Copy the data precisely, character for character, and leave out every picture.
☆ ☆ ☆ ☆ ☆ ☆ ☆
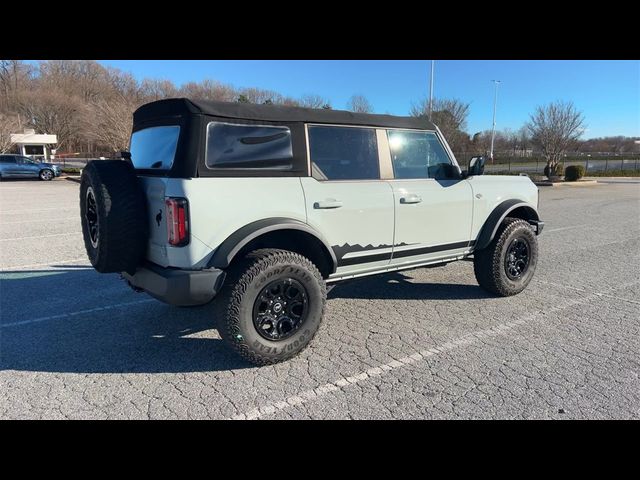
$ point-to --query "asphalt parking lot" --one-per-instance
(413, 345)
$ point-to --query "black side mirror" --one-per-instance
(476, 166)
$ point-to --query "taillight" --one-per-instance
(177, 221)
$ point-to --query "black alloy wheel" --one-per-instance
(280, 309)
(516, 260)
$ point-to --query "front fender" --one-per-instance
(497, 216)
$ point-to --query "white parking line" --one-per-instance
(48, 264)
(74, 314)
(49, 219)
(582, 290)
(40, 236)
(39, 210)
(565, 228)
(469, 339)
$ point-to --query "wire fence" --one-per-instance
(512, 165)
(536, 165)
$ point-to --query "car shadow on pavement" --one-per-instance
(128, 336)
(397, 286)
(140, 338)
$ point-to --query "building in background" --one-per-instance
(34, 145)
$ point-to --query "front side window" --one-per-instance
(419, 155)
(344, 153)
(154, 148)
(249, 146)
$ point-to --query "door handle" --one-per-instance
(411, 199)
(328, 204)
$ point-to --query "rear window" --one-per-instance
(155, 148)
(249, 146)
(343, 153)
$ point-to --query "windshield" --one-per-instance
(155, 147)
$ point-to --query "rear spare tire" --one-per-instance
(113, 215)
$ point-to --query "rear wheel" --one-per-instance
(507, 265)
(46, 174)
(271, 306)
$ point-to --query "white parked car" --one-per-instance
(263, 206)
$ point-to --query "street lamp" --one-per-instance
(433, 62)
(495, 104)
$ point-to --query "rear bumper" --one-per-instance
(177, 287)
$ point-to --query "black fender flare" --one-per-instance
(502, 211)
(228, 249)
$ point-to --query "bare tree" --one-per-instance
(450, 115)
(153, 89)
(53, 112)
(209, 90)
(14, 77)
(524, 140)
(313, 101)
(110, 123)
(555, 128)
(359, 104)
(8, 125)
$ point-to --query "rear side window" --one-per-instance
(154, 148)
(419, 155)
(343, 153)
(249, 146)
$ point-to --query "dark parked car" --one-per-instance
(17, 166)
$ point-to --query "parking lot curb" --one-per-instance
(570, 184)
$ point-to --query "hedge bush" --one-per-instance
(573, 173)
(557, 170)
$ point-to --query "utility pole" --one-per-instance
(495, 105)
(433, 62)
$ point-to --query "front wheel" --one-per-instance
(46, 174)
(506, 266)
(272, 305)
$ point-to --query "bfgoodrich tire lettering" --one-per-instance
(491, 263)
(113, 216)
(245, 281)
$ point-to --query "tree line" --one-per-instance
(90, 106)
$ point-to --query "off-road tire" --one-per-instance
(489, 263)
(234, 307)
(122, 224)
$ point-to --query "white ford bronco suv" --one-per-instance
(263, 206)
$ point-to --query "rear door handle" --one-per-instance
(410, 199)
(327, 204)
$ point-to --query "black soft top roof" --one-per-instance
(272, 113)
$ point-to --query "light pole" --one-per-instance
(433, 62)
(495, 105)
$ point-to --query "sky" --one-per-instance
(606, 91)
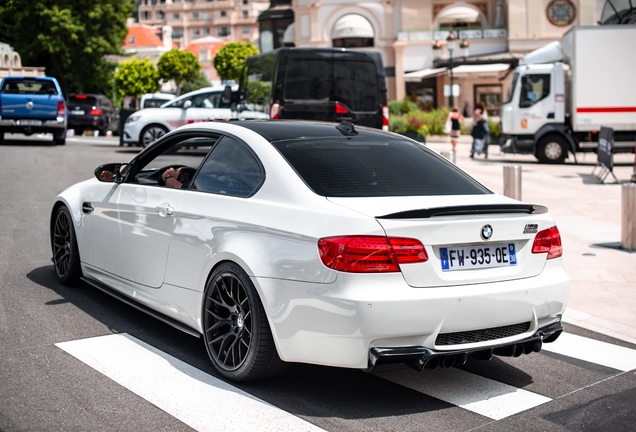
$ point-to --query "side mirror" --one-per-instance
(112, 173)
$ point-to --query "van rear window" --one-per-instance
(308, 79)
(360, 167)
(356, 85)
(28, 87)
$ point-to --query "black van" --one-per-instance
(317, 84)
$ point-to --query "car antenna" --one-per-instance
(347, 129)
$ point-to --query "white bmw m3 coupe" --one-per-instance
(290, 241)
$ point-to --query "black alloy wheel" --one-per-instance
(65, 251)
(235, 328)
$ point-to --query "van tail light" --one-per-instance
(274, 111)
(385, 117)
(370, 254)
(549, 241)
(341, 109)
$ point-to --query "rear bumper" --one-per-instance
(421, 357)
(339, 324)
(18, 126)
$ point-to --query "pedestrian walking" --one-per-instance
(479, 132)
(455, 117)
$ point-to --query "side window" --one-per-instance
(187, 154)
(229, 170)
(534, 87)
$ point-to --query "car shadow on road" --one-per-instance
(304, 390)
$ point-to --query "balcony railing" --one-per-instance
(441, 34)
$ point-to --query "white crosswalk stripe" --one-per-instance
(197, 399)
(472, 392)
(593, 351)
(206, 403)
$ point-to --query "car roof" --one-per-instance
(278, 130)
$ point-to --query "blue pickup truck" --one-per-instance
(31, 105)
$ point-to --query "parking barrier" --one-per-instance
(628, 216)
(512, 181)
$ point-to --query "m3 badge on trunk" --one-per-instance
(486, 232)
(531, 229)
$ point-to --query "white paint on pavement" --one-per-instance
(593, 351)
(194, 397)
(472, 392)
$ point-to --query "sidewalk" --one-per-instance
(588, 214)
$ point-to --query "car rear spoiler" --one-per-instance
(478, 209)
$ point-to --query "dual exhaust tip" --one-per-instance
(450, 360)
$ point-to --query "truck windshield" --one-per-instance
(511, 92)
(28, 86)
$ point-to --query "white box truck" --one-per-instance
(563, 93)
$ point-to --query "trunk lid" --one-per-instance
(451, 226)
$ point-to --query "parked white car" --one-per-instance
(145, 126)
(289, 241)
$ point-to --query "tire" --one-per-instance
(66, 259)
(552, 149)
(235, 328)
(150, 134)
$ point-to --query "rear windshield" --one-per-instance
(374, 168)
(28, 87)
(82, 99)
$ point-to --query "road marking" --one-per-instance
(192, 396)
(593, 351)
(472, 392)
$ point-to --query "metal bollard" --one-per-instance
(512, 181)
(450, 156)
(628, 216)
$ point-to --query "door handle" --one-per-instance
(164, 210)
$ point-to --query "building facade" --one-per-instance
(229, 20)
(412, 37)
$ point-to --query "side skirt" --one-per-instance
☆ ☆ ☆ ☆ ☆ ☆ ☆
» WORKED SOLUTION:
$ point-to --query "asphalt parking lot" --one-per-instance
(413, 345)
$ point-to --query "black side mirror" --one-per-instance
(476, 166)
$ point-to --query "taillight" --one-per-instance
(177, 221)
$ point-to --query "black alloy wheel" --one-per-instance
(280, 309)
(516, 260)
$ point-to --query "front fender" --one-per-instance
(497, 216)
$ point-to --query "white parking line" --one-per-instance
(48, 264)
(74, 314)
(49, 219)
(582, 290)
(40, 236)
(39, 210)
(565, 228)
(469, 339)
$ point-to --query "wire fence" --one-per-instance
(512, 165)
(536, 165)
$ point-to --query "car shadow on pavement" --one-per-instance
(128, 336)
(397, 286)
(140, 338)
$ point-to --query "building in background" --one-per-instance
(34, 145)
$ point-to --query "front side window" --one-per-instance
(419, 155)
(344, 153)
(154, 148)
(249, 146)
$ point-to --query "door handle" --one-per-instance
(411, 199)
(328, 204)
$ point-to --query "rear window" --one-per-instance
(155, 148)
(249, 146)
(343, 153)
$ point-to --query "windshield" --one-per-instance
(155, 147)
$ point-to --query "rear spare tire" --one-per-instance
(113, 215)
$ point-to --query "rear wheel" --one-per-instance
(507, 265)
(46, 174)
(271, 306)
$ point-to --query "white parked car" --one-per-instance
(263, 206)
$ point-to --query "street lamp" --one-per-instance
(433, 62)
(495, 104)
$ point-to --query "rear bumper" --one-per-instance
(177, 287)
$ point-to --query "black fender flare" --one-per-instance
(502, 211)
(228, 249)
$ point-to --query "bare tree" --one-per-instance
(450, 115)
(153, 89)
(53, 112)
(209, 90)
(14, 77)
(524, 140)
(313, 101)
(110, 123)
(555, 128)
(359, 104)
(8, 125)
$ point-to --query "rear side window" --one-per-instance
(154, 148)
(419, 155)
(343, 153)
(249, 146)
$ point-to --query "dark parked car" --one-per-instance
(17, 166)
$ point-to --query "parking lot curb" --one-per-instance
(570, 184)
$ point-to --query "hedge bush" --one-per-instance
(573, 173)
(557, 170)
$ point-to --query "utility pole" --one-per-instance
(495, 105)
(433, 62)
$ point-to --query "front wheel" --one-per-instance
(46, 174)
(506, 266)
(272, 305)
$ point-to --query "bfgoodrich tire lettering" --one-per-instance
(491, 263)
(113, 216)
(245, 281)
$ point-to --query "tree line" --one-per-instance
(90, 106)
$ point-to --query "off-road tire" --one-per-instance
(489, 263)
(234, 307)
(122, 224)
$ point-to --query "white ford bronco suv" --one-per-instance
(263, 206)
$ point-to --query "rear door handle" --one-per-instance
(410, 199)
(327, 204)
$ point-to --query "black soft top roof" --one-per-instance
(272, 113)
$ point-to --query "light pole" --one-per-instance
(433, 62)
(495, 105)
$ point-to --query "sky" --one-per-instance
(606, 91)
$ point-to --query "side mirror" --one-per-instance
(112, 173)
$ point-to --query "van rear window" --one-per-instance
(308, 79)
(360, 167)
(356, 85)
(28, 87)
$ point-to --query "black van" --one-per-instance
(317, 84)
$ point-to --query "car antenna" --one-per-instance
(347, 129)
$ point-to --query "white bmw m3 coupe" --one-per-instance
(290, 241)
$ point-to --query "black alloy wheel" --one-per-instance
(65, 251)
(235, 328)
$ point-to --query "van tail light" --one-per-instance
(274, 111)
(385, 117)
(370, 254)
(549, 241)
(341, 109)
$ point-to --query "rear bumper" --one-per-instance
(421, 357)
(339, 324)
(18, 126)
$ point-to --query "pedestrian walking" --one-per-instance
(479, 132)
(455, 117)
$ point-to --query "side window" --one-per-instance
(187, 154)
(229, 170)
(534, 87)
$ point-to --query "car shadow on road" --one-per-instance
(304, 390)
$ point-to --query "balcony railing" --one-per-instance
(441, 34)
$ point-to --query "white crosswalk stripe" --one-per-instance
(197, 399)
(472, 392)
(593, 351)
(206, 403)
$ point-to --query "car roof" --one-per-instance
(278, 130)
$ point-to --query "blue pickup truck" --one-per-instance
(31, 105)
$ point-to --query "parking barrier" --one-per-instance
(628, 216)
(512, 181)
$ point-to --query "m3 badge on trunk" --one-per-instance
(486, 232)
(531, 229)
$ point-to --query "white paint on pavement" --one-per-instance
(593, 351)
(194, 397)
(472, 392)
$ point-to --query "sidewalk" --one-per-instance
(588, 214)
$ point-to --query "car rear spoiler" --one-per-instance
(478, 209)
$ point-to --query "dual exhaust tip" --one-per-instance
(450, 360)
$ point-to --query "truck windshield" --one-per-instance
(511, 92)
(28, 86)
$ point-to --query "white box truck" --one-per-instance
(563, 93)
$ point-to --query "trunk lid" --one-per-instance
(451, 226)
$ point-to --query "parked white car" --one-per-instance
(145, 126)
(289, 241)
$ point-to --query "tire" --one-per-instance
(66, 259)
(552, 149)
(235, 328)
(150, 134)
$ point-to --query "rear windshield" --one-per-instance
(374, 168)
(28, 87)
(82, 99)
$ point-to --query "road marking" --one-per-instance
(192, 396)
(593, 351)
(472, 392)
$ point-to --query "metal bollard" --one-per-instance
(512, 181)
(450, 156)
(628, 216)
$ point-to --query "door handle" --one-per-instance
(164, 210)
$ point-to --query "building facade" --one-per-instance
(229, 20)
(412, 37)
$ point-to --query "side skirt" --one-per-instance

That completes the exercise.